[start Recorded information]
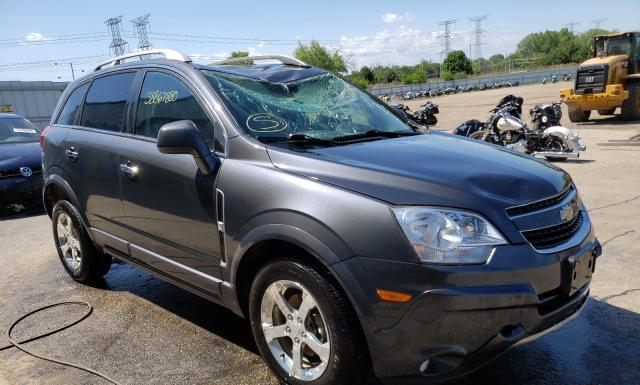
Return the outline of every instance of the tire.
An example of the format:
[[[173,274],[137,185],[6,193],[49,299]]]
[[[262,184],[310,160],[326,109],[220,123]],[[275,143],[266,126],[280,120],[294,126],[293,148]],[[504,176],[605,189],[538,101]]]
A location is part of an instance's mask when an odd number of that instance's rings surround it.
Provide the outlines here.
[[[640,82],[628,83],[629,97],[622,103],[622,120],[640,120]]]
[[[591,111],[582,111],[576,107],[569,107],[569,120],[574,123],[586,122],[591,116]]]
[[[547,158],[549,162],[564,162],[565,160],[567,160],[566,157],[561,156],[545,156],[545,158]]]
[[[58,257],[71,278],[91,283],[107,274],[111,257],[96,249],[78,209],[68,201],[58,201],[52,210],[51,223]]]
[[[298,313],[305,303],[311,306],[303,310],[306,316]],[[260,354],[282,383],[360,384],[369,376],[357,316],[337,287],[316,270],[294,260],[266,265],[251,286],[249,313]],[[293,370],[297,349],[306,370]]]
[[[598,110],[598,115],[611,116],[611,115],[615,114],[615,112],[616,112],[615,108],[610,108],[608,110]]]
[end Recorded information]
[start Recorded information]
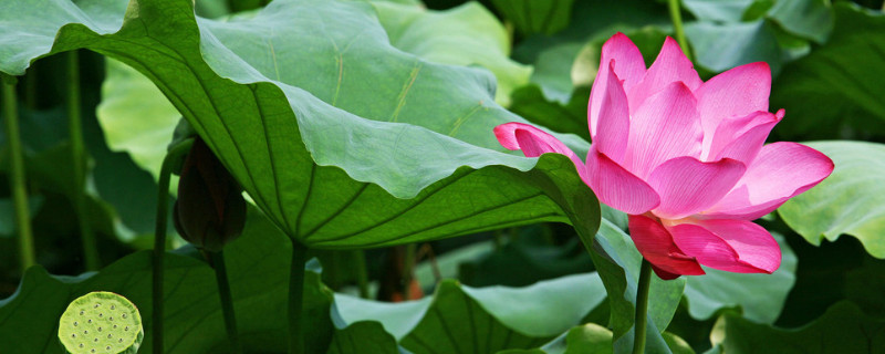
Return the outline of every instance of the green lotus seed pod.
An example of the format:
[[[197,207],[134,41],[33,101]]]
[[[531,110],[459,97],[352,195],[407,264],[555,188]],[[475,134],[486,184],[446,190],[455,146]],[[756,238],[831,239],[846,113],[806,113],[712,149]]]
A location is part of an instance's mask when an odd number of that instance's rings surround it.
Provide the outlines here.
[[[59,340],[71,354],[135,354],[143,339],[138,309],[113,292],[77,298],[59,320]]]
[end Recorded information]
Render everything from the line containing "Return the outline of every instance of the tire." down to the line containing "[[[640,82],[628,83],[629,97],[622,103],[622,120],[640,120]]]" as a Markdown table with the columns Row and Line, leaving out blank lines.

| Row | Line |
|---|---|
| 1 | Return the outline of every instance of the tire. |
| 2 | An example of the format: |
| 3 | [[[173,274],[137,185],[6,193],[49,299]]] |
| 4 | [[[262,184],[310,160],[326,109],[220,123]],[[275,143],[266,126],[280,120],[294,126],[293,148]],[[504,176],[605,189],[538,101]]] |
| 5 | A location is part of an instance's mask when an odd number of that instance's rings surround it. |
| 6 | Provide the outlines here. |
| 7 | [[[640,82],[628,83],[629,97],[622,103],[622,120],[640,120]]] |